Your instructions >>
Rewrite everything from the row containing "of the dark" down to the last of the rows, requests included, and raise every coordinate in the answers by 125.
# START OF Supplied records
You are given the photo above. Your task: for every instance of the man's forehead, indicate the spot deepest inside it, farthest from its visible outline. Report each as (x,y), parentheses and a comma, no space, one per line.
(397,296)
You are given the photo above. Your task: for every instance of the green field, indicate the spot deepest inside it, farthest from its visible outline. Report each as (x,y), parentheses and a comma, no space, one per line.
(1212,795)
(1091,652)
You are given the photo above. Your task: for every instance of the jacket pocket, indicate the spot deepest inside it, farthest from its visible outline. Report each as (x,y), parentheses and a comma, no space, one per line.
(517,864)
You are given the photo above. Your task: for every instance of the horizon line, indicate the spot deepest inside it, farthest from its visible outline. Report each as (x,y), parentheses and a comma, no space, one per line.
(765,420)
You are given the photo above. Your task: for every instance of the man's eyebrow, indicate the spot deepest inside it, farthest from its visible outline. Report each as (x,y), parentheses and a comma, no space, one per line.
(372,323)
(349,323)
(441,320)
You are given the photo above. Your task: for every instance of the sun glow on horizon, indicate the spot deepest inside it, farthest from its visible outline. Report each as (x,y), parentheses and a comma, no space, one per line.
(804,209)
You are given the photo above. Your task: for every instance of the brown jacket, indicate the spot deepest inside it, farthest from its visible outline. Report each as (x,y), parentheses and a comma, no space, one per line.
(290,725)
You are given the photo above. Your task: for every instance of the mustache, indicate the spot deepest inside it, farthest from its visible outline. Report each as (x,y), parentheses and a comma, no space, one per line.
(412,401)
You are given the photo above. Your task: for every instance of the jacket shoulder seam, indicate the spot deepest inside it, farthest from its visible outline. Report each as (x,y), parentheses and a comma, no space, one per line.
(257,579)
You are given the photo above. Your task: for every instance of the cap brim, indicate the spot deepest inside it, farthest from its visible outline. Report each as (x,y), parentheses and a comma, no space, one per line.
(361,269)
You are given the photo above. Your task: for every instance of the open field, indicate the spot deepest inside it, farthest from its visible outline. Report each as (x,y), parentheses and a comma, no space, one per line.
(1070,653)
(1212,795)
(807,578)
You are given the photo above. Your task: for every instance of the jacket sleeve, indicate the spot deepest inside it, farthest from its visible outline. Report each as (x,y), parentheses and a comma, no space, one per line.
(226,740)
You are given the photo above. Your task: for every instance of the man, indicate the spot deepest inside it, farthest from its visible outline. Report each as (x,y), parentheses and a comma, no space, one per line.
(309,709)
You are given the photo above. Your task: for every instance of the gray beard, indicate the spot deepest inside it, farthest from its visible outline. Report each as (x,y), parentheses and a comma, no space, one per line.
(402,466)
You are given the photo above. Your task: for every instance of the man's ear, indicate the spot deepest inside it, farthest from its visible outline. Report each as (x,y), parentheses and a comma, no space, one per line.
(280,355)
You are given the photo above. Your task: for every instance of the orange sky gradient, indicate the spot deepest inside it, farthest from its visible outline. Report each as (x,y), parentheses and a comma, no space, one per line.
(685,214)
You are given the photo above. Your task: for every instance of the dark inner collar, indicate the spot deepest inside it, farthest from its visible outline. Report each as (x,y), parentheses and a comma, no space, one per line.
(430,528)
# END OF Supplied records
Solution to the problem >>
You are given the photo above. Your task: for every instance of the dark inner collar, indicate the spot deepest inside it, farthest from its visible outline. Report each as (x,y), parentheses and a comma, no space, one per line.
(555,653)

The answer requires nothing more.